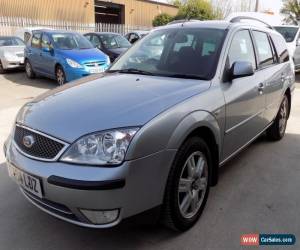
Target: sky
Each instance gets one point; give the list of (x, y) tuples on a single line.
[(273, 5)]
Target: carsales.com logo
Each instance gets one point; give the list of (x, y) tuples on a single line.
[(267, 239)]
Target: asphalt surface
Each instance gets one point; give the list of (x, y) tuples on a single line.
[(258, 192)]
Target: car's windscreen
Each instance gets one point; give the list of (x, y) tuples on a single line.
[(183, 53), (288, 33), (112, 41), (68, 41), (11, 41)]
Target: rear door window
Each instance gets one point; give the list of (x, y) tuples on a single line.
[(265, 55), (35, 42), (281, 48), (241, 49)]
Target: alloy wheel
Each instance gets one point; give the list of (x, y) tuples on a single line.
[(192, 184)]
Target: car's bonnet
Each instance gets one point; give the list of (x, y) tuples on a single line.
[(113, 101), (13, 49), (83, 55)]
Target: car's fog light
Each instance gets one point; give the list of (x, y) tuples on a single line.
[(101, 217)]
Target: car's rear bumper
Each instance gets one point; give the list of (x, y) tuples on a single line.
[(131, 188)]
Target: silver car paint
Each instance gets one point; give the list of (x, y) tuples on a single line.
[(14, 50), (167, 109)]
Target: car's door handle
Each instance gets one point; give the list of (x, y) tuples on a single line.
[(283, 78), (260, 88)]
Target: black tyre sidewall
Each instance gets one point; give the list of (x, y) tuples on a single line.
[(32, 73), (61, 68), (191, 145)]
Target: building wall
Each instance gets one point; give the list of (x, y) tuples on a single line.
[(137, 12)]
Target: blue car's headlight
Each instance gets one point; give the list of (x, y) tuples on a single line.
[(73, 64), (102, 148)]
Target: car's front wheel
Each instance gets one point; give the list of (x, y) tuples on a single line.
[(188, 185), (2, 70), (60, 75), (277, 130), (29, 71)]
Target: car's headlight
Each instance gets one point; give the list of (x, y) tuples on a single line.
[(102, 148), (73, 64)]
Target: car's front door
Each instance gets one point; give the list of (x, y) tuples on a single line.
[(271, 71), (244, 97), (34, 50), (47, 58)]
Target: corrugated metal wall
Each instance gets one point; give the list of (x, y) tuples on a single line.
[(137, 12), (142, 12), (69, 10)]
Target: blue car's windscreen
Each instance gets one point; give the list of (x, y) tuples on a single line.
[(67, 41), (183, 53), (11, 41)]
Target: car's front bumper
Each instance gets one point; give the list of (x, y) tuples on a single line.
[(12, 64), (77, 73), (133, 187)]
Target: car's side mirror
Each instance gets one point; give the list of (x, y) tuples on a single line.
[(47, 49), (241, 69)]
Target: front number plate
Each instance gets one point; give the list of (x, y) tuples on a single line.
[(28, 182)]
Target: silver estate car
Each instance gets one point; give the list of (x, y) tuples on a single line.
[(11, 53), (152, 132)]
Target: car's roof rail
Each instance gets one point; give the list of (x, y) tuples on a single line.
[(239, 18)]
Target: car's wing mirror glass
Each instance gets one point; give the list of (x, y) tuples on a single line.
[(241, 69)]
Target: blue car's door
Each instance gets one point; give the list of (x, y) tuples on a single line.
[(33, 51), (47, 56)]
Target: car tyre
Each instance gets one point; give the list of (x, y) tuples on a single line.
[(29, 71), (188, 185), (277, 129), (2, 70), (60, 75)]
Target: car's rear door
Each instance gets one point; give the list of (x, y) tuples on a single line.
[(244, 98)]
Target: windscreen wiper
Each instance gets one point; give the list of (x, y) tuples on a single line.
[(131, 71), (187, 76)]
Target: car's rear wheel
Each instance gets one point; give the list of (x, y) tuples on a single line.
[(29, 71), (188, 185), (60, 75), (2, 70), (277, 130)]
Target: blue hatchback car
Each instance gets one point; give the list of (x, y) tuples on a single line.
[(62, 55)]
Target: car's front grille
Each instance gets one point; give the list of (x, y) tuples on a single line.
[(94, 64), (39, 145)]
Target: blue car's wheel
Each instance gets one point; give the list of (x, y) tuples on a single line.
[(2, 71), (60, 75), (28, 69)]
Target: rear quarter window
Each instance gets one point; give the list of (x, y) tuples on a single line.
[(281, 48)]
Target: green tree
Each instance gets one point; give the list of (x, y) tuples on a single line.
[(162, 19), (291, 8), (197, 9)]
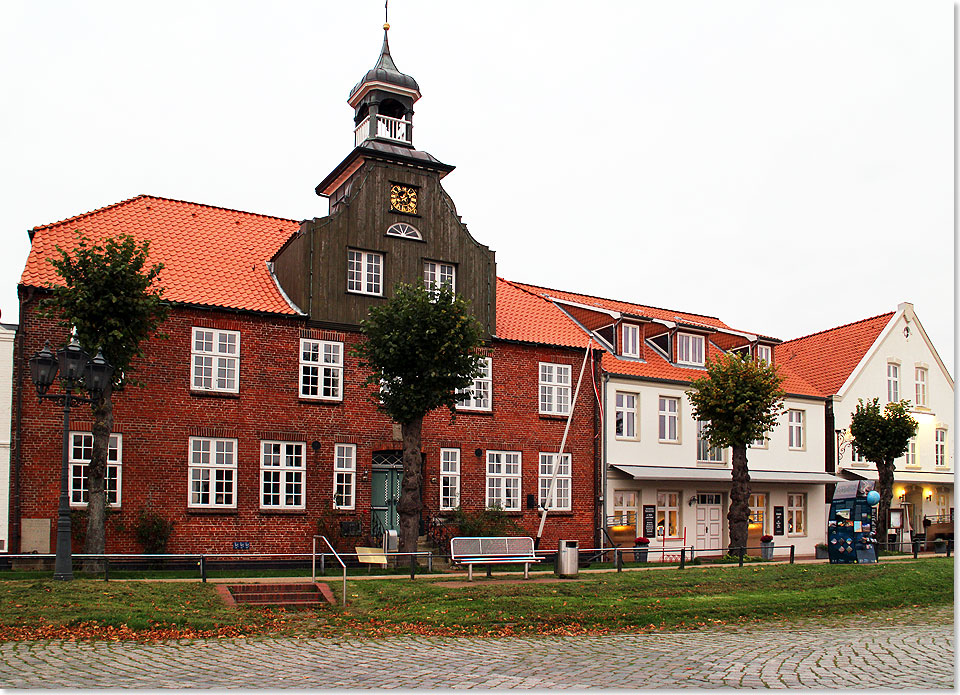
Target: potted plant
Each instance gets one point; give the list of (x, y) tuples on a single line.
[(640, 548), (766, 546)]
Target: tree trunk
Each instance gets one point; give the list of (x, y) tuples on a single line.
[(96, 477), (885, 484), (739, 512), (411, 501)]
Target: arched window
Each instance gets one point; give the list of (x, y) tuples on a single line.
[(402, 229)]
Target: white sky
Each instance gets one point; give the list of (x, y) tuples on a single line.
[(785, 166)]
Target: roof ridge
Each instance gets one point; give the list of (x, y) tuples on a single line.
[(837, 328), (609, 299), (143, 196)]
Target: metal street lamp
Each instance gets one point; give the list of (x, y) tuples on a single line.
[(77, 370)]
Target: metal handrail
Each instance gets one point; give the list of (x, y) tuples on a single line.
[(342, 564)]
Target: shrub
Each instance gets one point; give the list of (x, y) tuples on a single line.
[(152, 531)]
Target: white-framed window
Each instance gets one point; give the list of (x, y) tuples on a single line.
[(437, 275), (758, 510), (705, 452), (480, 395), (449, 478), (689, 349), (630, 340), (213, 472), (795, 438), (561, 491), (282, 469), (893, 382), (503, 480), (364, 272), (669, 419), (911, 455), (81, 451), (625, 424), (625, 507), (344, 476), (668, 514), (404, 230), (554, 388), (321, 369), (921, 395), (216, 360), (940, 447), (796, 514)]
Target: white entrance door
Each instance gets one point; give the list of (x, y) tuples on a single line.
[(709, 525)]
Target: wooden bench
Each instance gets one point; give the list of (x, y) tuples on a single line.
[(488, 551)]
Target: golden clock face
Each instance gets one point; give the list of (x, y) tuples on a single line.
[(403, 199)]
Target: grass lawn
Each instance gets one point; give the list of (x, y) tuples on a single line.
[(594, 603)]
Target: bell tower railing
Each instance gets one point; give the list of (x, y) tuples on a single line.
[(388, 128)]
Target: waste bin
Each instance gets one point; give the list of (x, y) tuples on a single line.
[(568, 559)]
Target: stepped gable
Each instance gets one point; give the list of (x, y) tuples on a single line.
[(826, 359), (212, 256)]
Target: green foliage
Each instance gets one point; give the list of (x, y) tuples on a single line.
[(110, 296), (492, 521), (152, 531), (421, 347), (739, 400), (881, 437)]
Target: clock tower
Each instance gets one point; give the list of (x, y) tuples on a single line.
[(390, 219)]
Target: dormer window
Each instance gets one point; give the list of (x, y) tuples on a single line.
[(402, 229), (630, 340), (690, 349)]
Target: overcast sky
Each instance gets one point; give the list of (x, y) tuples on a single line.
[(785, 166)]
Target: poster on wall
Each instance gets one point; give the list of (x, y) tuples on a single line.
[(778, 521), (650, 520)]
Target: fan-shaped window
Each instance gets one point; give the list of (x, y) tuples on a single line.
[(407, 231)]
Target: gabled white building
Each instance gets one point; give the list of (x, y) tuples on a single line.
[(659, 476), (889, 357), (7, 333)]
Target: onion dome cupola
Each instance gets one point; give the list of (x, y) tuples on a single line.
[(383, 102)]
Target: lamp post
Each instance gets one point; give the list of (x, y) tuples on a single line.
[(77, 370)]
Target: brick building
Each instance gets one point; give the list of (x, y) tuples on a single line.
[(253, 424)]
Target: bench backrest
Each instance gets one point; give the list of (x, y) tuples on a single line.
[(486, 545)]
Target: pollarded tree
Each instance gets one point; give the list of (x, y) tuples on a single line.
[(738, 402), (421, 347), (110, 296), (881, 437)]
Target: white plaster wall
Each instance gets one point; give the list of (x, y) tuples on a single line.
[(7, 334), (647, 450)]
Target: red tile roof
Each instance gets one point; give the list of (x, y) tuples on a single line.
[(212, 256), (827, 358)]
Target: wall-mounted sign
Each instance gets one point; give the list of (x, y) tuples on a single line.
[(650, 521), (778, 521)]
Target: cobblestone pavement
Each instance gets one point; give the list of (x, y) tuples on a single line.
[(887, 650)]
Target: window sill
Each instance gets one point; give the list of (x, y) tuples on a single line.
[(215, 394)]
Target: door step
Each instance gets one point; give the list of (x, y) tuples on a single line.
[(299, 596)]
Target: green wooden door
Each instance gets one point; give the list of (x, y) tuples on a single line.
[(385, 495)]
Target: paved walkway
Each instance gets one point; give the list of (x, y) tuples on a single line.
[(889, 650)]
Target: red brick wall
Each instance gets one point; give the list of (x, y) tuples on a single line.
[(158, 418)]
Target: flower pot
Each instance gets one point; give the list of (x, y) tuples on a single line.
[(766, 550)]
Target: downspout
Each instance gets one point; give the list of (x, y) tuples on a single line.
[(17, 438)]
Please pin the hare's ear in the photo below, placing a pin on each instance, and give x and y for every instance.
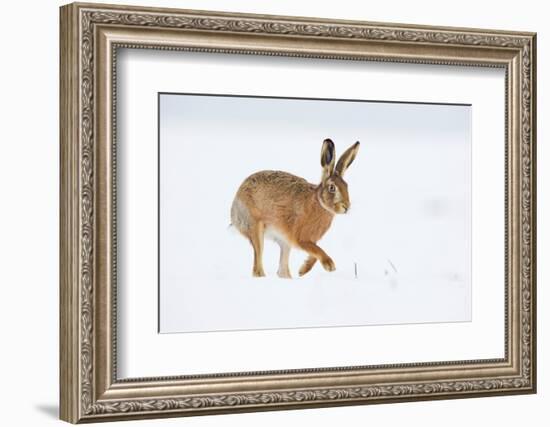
(328, 158)
(346, 159)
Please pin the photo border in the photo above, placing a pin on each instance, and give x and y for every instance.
(90, 36)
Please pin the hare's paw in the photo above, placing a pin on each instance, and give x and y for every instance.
(328, 264)
(284, 274)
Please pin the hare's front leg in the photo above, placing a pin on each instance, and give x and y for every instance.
(284, 271)
(256, 238)
(307, 265)
(315, 251)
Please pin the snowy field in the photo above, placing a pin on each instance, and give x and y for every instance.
(402, 253)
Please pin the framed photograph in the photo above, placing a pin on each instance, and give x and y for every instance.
(266, 212)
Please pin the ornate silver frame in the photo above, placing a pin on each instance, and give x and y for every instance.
(90, 35)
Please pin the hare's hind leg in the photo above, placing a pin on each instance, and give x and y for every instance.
(256, 237)
(284, 271)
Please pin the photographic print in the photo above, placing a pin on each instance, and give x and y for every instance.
(280, 212)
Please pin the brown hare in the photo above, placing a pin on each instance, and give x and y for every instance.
(291, 211)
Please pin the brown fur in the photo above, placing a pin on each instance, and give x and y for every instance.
(294, 212)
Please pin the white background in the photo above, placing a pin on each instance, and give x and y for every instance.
____
» REQUIRED WORK: Only the number is wanted: how many lines in the data include the word "tower"?

» WRITTEN SOLUTION: 2